## Aufgabenstellung:
1 – Welche Bereiche bekommen laut dem Text über die Heimprüfungen eine eigene Einzelnote? Zähl alle auf.
2 – Wie lange bleiben die Kontrolleure laut dem Text über die Heimprüfungen höchstens in einem Heim?
3 – Schreib den Text über die Heimprüfungen nach seinem letzten Satz weiter.

## Ausgangstext:
+ + + + +
Berlin - Seit Sommer wird geprüft. Unangemeldet besuchen die Teams des Medizinischen Dienstes der Krankenkassen (MDK) die rund 10.400 Pflegeheime in Deutschland. Bis zu zwei Tage bleiben die Kontrolleure in den Einrichtungen und arbeiten einen Katalog von über 80 Einzelfragen ab, unterhalten sich auch mit Heimbewohnern und verdichten schließlich alles zu vier Einzelnoten für die Bereiche "Pflege und medizinische Versorgung", "Umgang mit Demenzkranken", "soziale Betreuung und Alltagsgestaltung" sowie "Wohnen, Verpflegung, Hauswirtschaft und Hygiene". Daraus entsteht dann eine Gesamtnote - wie in der Schule von "sehr gut" bis "mangelhaft". Nur ein Ungenügend gibt es nicht.
+ + + + +
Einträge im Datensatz
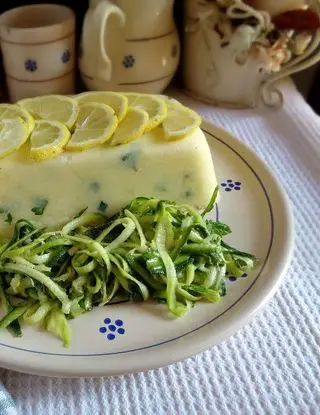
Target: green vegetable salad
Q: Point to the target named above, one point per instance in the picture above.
(152, 249)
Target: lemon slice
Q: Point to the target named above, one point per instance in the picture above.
(155, 107)
(131, 127)
(95, 125)
(118, 102)
(180, 121)
(14, 111)
(14, 132)
(53, 108)
(48, 139)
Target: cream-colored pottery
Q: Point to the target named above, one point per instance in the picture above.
(217, 67)
(38, 47)
(129, 45)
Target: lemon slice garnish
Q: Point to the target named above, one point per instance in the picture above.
(118, 102)
(180, 121)
(48, 139)
(155, 107)
(131, 127)
(14, 132)
(14, 111)
(52, 108)
(95, 125)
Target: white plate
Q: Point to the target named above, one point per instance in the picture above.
(254, 205)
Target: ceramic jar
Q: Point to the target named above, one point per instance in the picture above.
(38, 48)
(129, 45)
(230, 66)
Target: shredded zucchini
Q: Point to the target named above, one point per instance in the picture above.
(152, 249)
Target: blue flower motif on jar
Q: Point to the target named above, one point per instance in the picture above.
(66, 56)
(30, 65)
(128, 61)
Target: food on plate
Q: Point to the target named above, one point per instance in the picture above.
(151, 249)
(102, 158)
(123, 159)
(179, 170)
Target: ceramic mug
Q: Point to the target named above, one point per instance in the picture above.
(219, 68)
(38, 47)
(129, 45)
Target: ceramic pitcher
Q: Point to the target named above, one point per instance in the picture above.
(217, 67)
(129, 45)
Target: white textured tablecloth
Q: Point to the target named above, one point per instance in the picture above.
(271, 366)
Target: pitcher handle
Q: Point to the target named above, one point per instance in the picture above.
(94, 30)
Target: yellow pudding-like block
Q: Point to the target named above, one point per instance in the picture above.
(52, 191)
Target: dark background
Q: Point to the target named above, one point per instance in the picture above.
(80, 7)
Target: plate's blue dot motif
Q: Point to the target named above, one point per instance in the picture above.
(30, 65)
(66, 56)
(229, 185)
(128, 61)
(112, 329)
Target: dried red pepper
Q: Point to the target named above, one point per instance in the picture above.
(297, 20)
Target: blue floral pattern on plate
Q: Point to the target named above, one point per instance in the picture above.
(112, 329)
(229, 185)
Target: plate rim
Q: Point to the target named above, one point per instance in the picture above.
(225, 137)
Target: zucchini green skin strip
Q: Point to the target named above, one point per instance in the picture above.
(161, 249)
(171, 276)
(212, 202)
(14, 327)
(13, 315)
(54, 288)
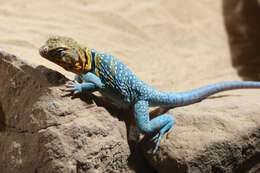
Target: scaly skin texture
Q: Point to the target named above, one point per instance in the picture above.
(104, 73)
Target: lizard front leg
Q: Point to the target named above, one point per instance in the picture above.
(158, 126)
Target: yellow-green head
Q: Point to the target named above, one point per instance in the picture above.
(67, 53)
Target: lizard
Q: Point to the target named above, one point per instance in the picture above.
(98, 71)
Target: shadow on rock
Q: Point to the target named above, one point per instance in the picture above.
(136, 159)
(242, 24)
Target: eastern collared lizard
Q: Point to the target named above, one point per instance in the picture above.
(104, 73)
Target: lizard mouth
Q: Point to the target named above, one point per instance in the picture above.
(43, 51)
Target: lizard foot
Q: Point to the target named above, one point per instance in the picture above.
(167, 128)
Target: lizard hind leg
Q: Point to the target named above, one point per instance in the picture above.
(158, 126)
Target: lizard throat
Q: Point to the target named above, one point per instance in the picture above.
(88, 61)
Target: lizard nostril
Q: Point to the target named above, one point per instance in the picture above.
(43, 50)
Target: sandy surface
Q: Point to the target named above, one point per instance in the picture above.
(172, 45)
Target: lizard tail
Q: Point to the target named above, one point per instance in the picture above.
(194, 96)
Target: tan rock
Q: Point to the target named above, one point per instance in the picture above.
(44, 132)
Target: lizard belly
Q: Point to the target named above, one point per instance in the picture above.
(119, 99)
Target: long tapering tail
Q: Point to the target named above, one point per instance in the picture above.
(194, 96)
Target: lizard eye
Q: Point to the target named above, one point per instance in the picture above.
(60, 52)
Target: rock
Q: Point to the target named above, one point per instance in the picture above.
(44, 132)
(220, 134)
(241, 20)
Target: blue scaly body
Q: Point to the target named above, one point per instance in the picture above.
(108, 75)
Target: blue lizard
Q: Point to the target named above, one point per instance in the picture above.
(104, 73)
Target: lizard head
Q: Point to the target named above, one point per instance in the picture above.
(67, 53)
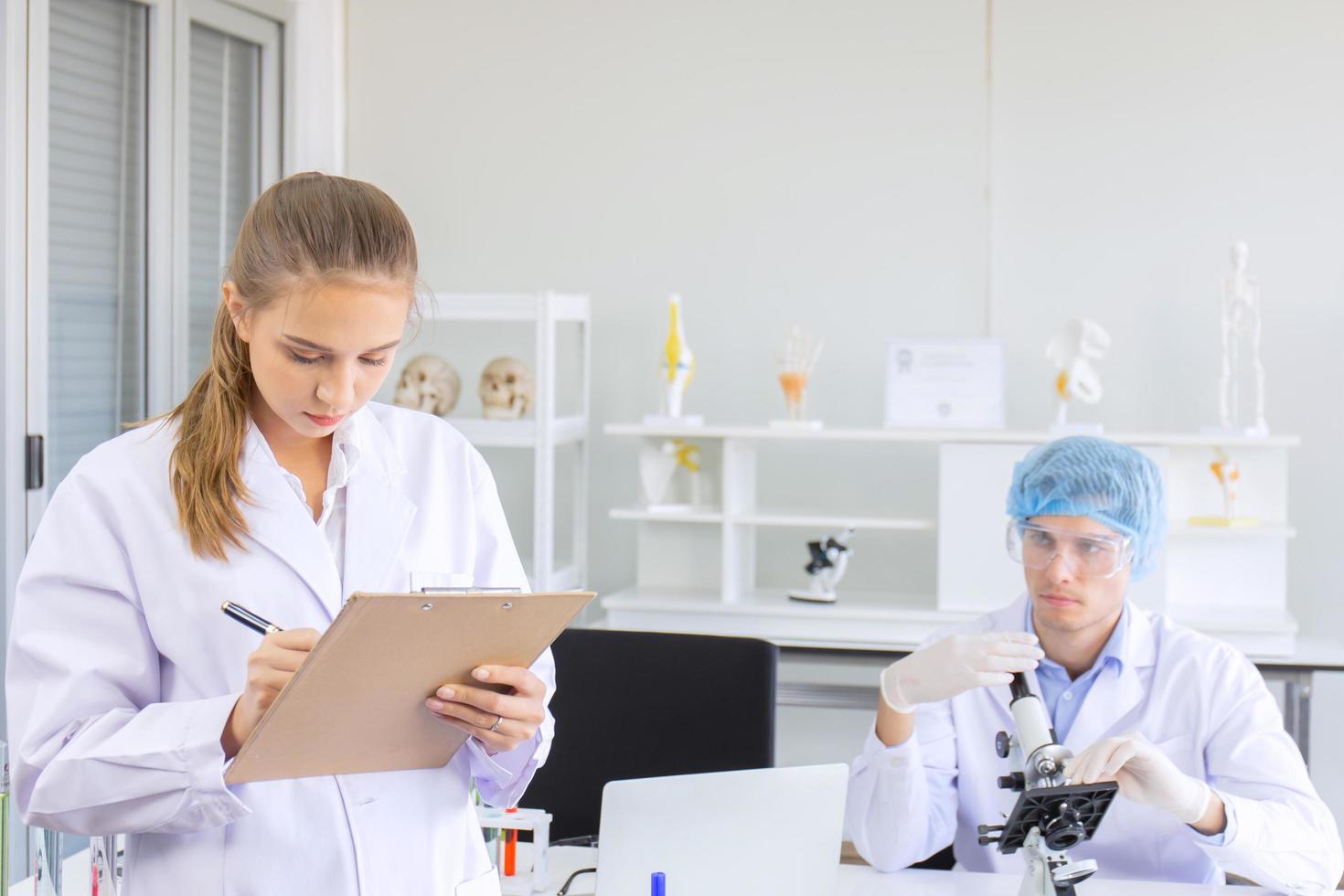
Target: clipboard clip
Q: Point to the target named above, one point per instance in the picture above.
(436, 589)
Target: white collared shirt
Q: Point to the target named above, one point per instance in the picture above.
(331, 521)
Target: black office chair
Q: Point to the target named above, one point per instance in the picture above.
(641, 704)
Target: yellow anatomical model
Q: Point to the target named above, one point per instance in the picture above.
(677, 360)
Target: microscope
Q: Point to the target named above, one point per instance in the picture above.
(826, 569)
(1051, 816)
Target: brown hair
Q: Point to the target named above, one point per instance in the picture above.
(305, 231)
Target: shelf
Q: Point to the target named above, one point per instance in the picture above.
(483, 432)
(859, 621)
(824, 521)
(506, 306)
(644, 515)
(783, 520)
(867, 621)
(878, 434)
(1183, 529)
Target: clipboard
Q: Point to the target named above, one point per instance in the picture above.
(357, 701)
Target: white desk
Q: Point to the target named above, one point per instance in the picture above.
(857, 880)
(851, 880)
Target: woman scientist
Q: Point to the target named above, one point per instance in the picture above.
(277, 484)
(1209, 779)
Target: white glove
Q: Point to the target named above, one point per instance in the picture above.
(1144, 775)
(955, 666)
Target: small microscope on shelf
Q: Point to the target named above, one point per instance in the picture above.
(826, 569)
(1051, 816)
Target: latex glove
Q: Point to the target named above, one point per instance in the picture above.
(955, 666)
(1144, 775)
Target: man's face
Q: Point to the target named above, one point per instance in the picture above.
(1064, 601)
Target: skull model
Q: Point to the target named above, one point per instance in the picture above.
(507, 389)
(429, 384)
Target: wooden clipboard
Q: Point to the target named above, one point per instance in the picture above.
(357, 701)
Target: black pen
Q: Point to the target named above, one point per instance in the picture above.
(249, 618)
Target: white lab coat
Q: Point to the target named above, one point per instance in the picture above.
(123, 670)
(1199, 700)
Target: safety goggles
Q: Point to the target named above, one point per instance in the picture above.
(1093, 557)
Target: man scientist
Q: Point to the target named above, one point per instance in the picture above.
(1209, 779)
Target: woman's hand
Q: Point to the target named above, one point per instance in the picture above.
(269, 669)
(499, 720)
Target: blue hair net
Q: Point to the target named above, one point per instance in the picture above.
(1103, 480)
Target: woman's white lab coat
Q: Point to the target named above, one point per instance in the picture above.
(123, 670)
(1199, 700)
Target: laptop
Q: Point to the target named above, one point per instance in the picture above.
(763, 830)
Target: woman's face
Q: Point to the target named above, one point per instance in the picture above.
(317, 357)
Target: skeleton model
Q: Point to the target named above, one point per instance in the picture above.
(429, 384)
(829, 560)
(507, 389)
(797, 357)
(677, 360)
(1072, 351)
(1241, 324)
(1229, 475)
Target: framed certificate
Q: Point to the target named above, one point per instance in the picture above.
(955, 383)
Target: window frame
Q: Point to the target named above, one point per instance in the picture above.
(248, 23)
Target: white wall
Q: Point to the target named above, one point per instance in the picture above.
(769, 162)
(831, 163)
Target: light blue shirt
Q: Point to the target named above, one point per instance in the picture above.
(1063, 698)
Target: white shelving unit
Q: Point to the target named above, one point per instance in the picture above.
(545, 430)
(1230, 581)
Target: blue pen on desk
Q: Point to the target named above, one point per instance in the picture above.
(249, 618)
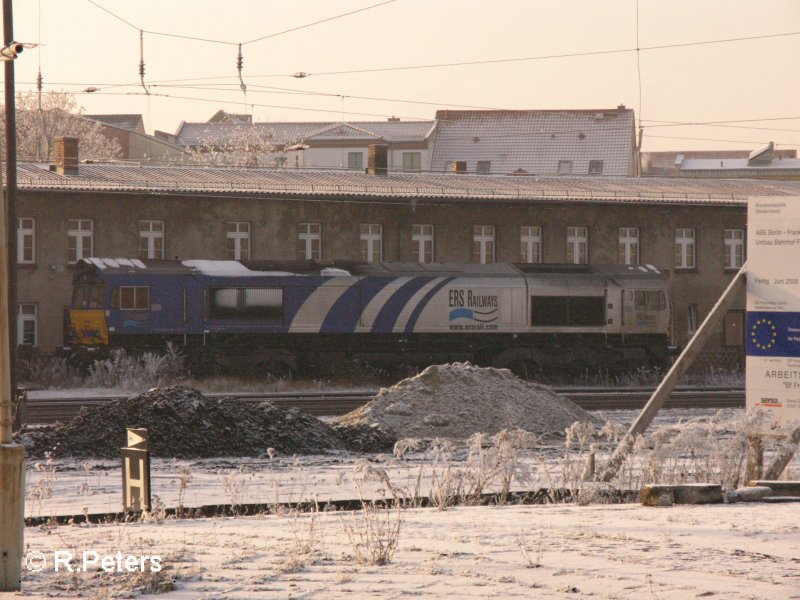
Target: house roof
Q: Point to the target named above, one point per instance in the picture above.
(534, 141)
(663, 163)
(194, 134)
(128, 122)
(314, 185)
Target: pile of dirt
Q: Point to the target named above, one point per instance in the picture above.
(459, 399)
(182, 423)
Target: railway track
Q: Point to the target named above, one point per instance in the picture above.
(42, 410)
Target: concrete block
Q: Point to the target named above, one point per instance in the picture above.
(754, 493)
(779, 488)
(691, 493)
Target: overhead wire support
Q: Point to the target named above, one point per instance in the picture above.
(141, 61)
(239, 66)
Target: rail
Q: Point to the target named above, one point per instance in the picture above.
(42, 410)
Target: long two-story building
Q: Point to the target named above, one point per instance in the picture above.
(692, 229)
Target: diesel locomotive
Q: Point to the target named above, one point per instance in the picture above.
(285, 317)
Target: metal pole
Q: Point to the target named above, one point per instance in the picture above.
(673, 376)
(12, 456)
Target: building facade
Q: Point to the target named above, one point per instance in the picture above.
(693, 230)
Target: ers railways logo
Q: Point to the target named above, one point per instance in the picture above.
(464, 304)
(763, 334)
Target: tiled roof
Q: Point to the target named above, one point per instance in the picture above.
(534, 141)
(129, 122)
(663, 163)
(193, 134)
(445, 187)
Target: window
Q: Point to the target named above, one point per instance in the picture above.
(245, 303)
(733, 328)
(734, 248)
(151, 239)
(412, 161)
(131, 297)
(355, 160)
(237, 240)
(530, 244)
(26, 325)
(26, 241)
(684, 248)
(691, 320)
(422, 243)
(578, 245)
(371, 242)
(628, 246)
(649, 300)
(483, 244)
(309, 241)
(80, 239)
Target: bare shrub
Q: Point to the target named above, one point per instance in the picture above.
(373, 532)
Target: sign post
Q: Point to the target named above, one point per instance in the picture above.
(773, 307)
(136, 472)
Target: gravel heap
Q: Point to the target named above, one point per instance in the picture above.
(459, 399)
(182, 423)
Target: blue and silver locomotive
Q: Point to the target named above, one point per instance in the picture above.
(295, 316)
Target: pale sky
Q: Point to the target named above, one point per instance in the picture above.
(85, 46)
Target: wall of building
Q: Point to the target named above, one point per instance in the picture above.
(195, 228)
(337, 157)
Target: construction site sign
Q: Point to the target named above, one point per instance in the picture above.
(772, 335)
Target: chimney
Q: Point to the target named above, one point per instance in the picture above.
(458, 166)
(377, 159)
(66, 155)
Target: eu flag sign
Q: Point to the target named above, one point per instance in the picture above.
(772, 331)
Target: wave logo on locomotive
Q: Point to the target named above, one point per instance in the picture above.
(481, 309)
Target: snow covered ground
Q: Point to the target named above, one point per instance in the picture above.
(730, 551)
(741, 551)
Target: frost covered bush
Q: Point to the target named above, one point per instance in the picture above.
(137, 372)
(697, 451)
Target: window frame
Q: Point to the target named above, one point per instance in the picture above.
(733, 259)
(370, 235)
(628, 246)
(483, 244)
(25, 234)
(685, 249)
(151, 238)
(412, 157)
(307, 238)
(237, 232)
(530, 244)
(577, 245)
(355, 165)
(420, 239)
(23, 318)
(77, 235)
(593, 167)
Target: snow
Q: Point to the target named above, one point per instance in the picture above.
(554, 551)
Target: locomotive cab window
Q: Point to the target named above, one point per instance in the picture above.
(568, 311)
(245, 303)
(649, 300)
(131, 297)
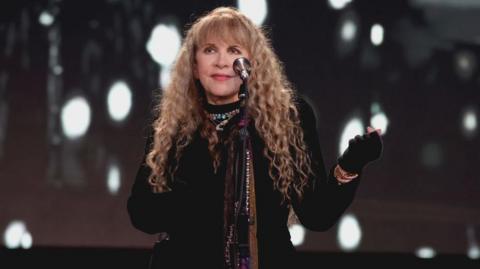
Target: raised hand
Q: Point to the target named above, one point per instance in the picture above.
(362, 149)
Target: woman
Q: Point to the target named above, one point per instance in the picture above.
(185, 186)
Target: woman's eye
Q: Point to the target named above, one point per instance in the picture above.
(235, 51)
(209, 50)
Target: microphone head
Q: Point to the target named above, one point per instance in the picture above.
(242, 67)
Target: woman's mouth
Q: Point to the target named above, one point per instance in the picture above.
(221, 77)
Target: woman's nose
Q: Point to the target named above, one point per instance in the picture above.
(222, 60)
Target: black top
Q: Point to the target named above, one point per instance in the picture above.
(192, 213)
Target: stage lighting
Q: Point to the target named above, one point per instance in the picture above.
(46, 18)
(164, 44)
(297, 234)
(376, 34)
(469, 122)
(352, 128)
(349, 233)
(119, 101)
(75, 117)
(113, 178)
(425, 252)
(256, 10)
(16, 235)
(379, 119)
(338, 4)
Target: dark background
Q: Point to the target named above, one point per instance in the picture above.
(424, 76)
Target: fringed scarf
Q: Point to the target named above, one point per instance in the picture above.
(240, 223)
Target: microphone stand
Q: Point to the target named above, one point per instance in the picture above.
(241, 210)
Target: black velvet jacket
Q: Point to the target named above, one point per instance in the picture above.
(192, 213)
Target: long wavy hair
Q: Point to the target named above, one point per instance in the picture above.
(271, 104)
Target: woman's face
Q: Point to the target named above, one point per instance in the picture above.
(213, 68)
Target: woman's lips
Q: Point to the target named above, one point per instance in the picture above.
(220, 77)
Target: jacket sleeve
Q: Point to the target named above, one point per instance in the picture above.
(156, 212)
(324, 201)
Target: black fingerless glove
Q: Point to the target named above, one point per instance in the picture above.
(361, 150)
+ + + + +
## Ergebnisse je Aufgabe:
1 –
- Pflege und medizinische Versorgung
- Umgang mit Demenzkranken
- soziale Betreuung und Alltagsgestaltung
- Wohnen, Verpflegung, Hauswirtschaft und Hygiene

2 – Bis zu zwei Tage.

3 –
Die Benotung ist öffentlich und nach und nach im Internet einsehbar. Bislang sind nach Auskunft der AOK 2625 Heime besucht worden. Im Internet sind allerdings erst rund 70 Bewertungen verfügbar. Wer schon jetzt nachschauen möchte, kann zum Beispiel die Website http://www.pflegenoten.de ansteuern. Wer seine Postleitzahl oder den Ort eingibt und zusätzlich anklickt, dass er gezielt nach Heimen sucht, die einen Transparenzbericht vorlegen können - das ist das Zeugnis der Prüfer -, der bekommt alle entsprechenden Heime in der näheren Umgebung ausgewiesen. Jedenfalls dann, wenn alle Prüfergebnisse eingespeist sind. Das allerdings wird noch bis Ende 2010 dauern.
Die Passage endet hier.